Items listed in a dataset:
○ ○ ○ ○ ○ ○ ○

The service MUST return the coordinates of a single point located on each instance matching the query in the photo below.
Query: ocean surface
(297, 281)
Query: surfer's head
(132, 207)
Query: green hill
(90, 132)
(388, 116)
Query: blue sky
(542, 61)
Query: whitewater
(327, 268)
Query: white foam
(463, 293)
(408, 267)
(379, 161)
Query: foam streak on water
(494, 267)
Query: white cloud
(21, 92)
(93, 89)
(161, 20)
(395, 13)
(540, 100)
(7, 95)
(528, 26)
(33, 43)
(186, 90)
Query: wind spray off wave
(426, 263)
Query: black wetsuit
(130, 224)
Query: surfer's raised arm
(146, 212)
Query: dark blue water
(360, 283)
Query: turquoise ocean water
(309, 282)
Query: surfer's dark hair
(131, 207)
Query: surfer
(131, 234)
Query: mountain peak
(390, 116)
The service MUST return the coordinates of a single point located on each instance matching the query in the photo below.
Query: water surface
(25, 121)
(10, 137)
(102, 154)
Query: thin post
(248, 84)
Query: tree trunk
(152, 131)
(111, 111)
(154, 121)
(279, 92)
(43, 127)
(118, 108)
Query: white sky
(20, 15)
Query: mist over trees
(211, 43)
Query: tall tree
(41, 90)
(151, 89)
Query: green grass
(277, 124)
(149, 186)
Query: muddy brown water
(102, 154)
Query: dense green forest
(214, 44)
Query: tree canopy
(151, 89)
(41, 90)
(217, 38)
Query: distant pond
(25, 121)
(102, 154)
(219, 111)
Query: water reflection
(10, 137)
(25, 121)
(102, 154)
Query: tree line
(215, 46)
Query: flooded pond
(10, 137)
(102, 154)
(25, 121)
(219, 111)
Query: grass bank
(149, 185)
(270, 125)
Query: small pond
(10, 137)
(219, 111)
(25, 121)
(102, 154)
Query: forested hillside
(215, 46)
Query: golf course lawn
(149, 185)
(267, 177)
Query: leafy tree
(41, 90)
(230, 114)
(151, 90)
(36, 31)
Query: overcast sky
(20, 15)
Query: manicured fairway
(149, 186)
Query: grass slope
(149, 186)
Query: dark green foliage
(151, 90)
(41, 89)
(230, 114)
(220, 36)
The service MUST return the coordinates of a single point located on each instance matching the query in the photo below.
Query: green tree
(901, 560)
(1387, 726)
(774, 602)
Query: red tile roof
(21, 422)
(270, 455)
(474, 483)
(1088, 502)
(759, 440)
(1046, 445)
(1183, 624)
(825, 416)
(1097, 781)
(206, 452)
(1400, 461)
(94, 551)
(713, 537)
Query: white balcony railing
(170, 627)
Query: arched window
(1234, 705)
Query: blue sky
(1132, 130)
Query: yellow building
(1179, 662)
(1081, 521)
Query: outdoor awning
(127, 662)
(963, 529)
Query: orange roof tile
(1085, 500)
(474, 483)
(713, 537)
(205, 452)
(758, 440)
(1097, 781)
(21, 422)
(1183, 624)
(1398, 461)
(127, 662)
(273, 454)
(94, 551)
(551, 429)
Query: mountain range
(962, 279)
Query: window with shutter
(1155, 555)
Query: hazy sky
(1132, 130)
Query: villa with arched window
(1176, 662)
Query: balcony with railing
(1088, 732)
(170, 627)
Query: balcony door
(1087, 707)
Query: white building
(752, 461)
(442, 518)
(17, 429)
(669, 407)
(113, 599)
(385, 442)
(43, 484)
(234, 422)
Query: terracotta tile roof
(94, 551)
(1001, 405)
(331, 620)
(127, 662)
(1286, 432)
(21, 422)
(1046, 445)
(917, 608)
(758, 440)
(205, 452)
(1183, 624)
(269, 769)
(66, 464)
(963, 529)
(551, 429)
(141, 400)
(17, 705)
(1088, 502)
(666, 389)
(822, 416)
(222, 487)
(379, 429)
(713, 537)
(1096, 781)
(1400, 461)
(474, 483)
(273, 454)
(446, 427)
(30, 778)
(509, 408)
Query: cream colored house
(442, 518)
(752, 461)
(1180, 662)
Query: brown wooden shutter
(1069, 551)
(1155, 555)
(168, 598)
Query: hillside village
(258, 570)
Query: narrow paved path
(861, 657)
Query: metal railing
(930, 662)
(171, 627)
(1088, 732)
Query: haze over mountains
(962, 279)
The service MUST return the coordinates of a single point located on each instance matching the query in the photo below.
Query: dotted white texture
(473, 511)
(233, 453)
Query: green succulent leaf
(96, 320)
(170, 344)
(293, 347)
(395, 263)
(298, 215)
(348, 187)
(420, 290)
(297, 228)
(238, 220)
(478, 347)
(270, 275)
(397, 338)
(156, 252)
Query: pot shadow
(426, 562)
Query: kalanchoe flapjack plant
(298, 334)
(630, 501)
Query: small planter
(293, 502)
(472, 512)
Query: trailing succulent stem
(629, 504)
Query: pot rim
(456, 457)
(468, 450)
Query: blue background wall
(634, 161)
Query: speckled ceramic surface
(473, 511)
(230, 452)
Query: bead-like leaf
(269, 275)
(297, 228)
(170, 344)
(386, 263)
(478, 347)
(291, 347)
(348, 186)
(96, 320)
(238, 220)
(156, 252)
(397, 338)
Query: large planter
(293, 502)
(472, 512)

○ ○ ○ ○ ○ ○ ○

_Exercise instructions:_
Repeat, word for word, all the lines above.

_Answer box:_
The service MUST return the coordinates of a single point located on each instance matching the query in the photo below.
Query: ocean surface
(297, 281)
Query: surfer's head
(132, 207)
Query: green hill
(90, 132)
(388, 116)
Query: blue sky
(542, 61)
Query: whitewater
(327, 268)
Query: white foam
(463, 293)
(408, 267)
(379, 161)
Query: foam streak on water
(494, 267)
Query: white cloud
(21, 92)
(93, 89)
(161, 20)
(395, 13)
(540, 100)
(7, 95)
(528, 26)
(33, 43)
(186, 90)
Query: wind spray off wave
(426, 263)
Query: black wetsuit
(130, 224)
Query: surfer's raised arm
(146, 212)
Query: dark blue water
(360, 283)
Query: turquoise ocean water
(309, 282)
Query: surfer's dark hair
(131, 207)
Query: surfer
(131, 234)
Query: mountain peak
(390, 116)
The service MUST return the coordinates of a single point located on each instance matching the query in the photo below.
Query: water surface
(25, 121)
(10, 137)
(102, 154)
Query: thin post
(248, 84)
Query: tree trunk
(152, 131)
(111, 111)
(154, 121)
(279, 92)
(43, 127)
(118, 108)
Query: white sky
(20, 15)
Query: mist over trees
(211, 43)
Query: tall tree
(41, 90)
(151, 89)
Query: green grass
(277, 124)
(149, 186)
Query: muddy brown water
(102, 154)
Query: dense green forest
(214, 44)
Query: tree canopy
(151, 89)
(41, 90)
(217, 38)
Query: distant pond
(25, 121)
(102, 154)
(219, 111)
Query: water reflection
(10, 137)
(25, 121)
(102, 154)
Query: tree line
(215, 46)
Query: flooded pond
(10, 137)
(102, 154)
(25, 121)
(219, 111)
Query: grass bank
(149, 185)
(270, 125)
Query: small pond
(10, 137)
(219, 111)
(25, 121)
(102, 154)
Query: forested hillside
(215, 46)
Query: golf course lawn
(149, 185)
(267, 177)
Query: leafy tree
(41, 90)
(230, 114)
(151, 90)
(36, 31)
Query: overcast sky
(20, 15)
Query: manicured fairway
(149, 186)
Query: grass slope
(149, 186)
Query: dark green foliage
(151, 90)
(41, 89)
(230, 114)
(220, 36)
The service MUST return the coordinates of a single point located on each instance matching the query in the photo below.
Query: green tree
(901, 560)
(1387, 726)
(774, 602)
Query: red tile roof
(21, 422)
(270, 455)
(474, 483)
(1088, 502)
(759, 440)
(1046, 445)
(1183, 624)
(825, 416)
(1097, 781)
(206, 452)
(1400, 461)
(94, 551)
(713, 537)
Query: white balcony railing
(170, 627)
Query: arched window
(1234, 705)
Query: blue sky
(1132, 130)
Query: yellow building
(1179, 662)
(1081, 521)
Query: outdoor awning
(127, 662)
(963, 529)
Query: orange roof tile
(1085, 500)
(474, 483)
(713, 537)
(205, 452)
(758, 440)
(1097, 781)
(21, 422)
(1183, 624)
(1398, 461)
(127, 662)
(273, 454)
(94, 551)
(551, 429)
Query: mountain range
(962, 279)
Query: window with shutter
(1155, 555)
Query: hazy sky
(1132, 130)
Query: villa with arched window
(1176, 662)
Query: balcony with railing
(1088, 732)
(170, 627)
Query: balcony door
(1087, 707)
Query: white building
(752, 461)
(442, 518)
(17, 429)
(669, 407)
(113, 599)
(385, 442)
(43, 484)
(234, 422)
Query: terracotta tile roof
(94, 551)
(1001, 405)
(331, 620)
(127, 662)
(1286, 432)
(21, 422)
(1046, 445)
(917, 608)
(758, 440)
(205, 452)
(1183, 624)
(269, 769)
(66, 464)
(963, 529)
(551, 429)
(141, 400)
(17, 705)
(1088, 502)
(666, 389)
(822, 416)
(222, 487)
(379, 429)
(713, 537)
(1096, 781)
(1400, 461)
(474, 483)
(273, 454)
(446, 427)
(30, 778)
(509, 408)
Query: cream colored house
(442, 518)
(752, 461)
(1180, 662)
Query: brown wooden shutter
(1069, 551)
(1155, 555)
(168, 598)
Query: hillside village
(258, 570)
Query: narrow paved path
(861, 657)
Query: metal railing
(930, 662)
(171, 627)
(1088, 732)
Query: haze over mountains
(962, 279)
The service MUST return the coordinates of a single point located on each instance matching the query in the photo below.
Query: dotted white texture
(473, 511)
(233, 453)
Query: green succulent leaf
(96, 320)
(170, 344)
(293, 347)
(395, 263)
(298, 215)
(348, 187)
(420, 290)
(297, 228)
(238, 220)
(478, 347)
(270, 275)
(397, 338)
(156, 252)
Query: pot shadow
(426, 562)
Query: kalanchoe flapjack plant
(298, 334)
(630, 501)
Query: small planter
(293, 502)
(472, 512)
Query: trailing succulent stem
(629, 504)
Query: pot rim
(456, 457)
(468, 450)
Query: blue background wall
(634, 161)
Query: speckled ceramic surface
(473, 511)
(230, 452)
Query: bead-like leaf
(269, 275)
(297, 228)
(170, 344)
(386, 263)
(478, 347)
(291, 347)
(348, 186)
(96, 320)
(238, 220)
(156, 252)
(397, 338)
Query: large planter
(293, 502)
(472, 512)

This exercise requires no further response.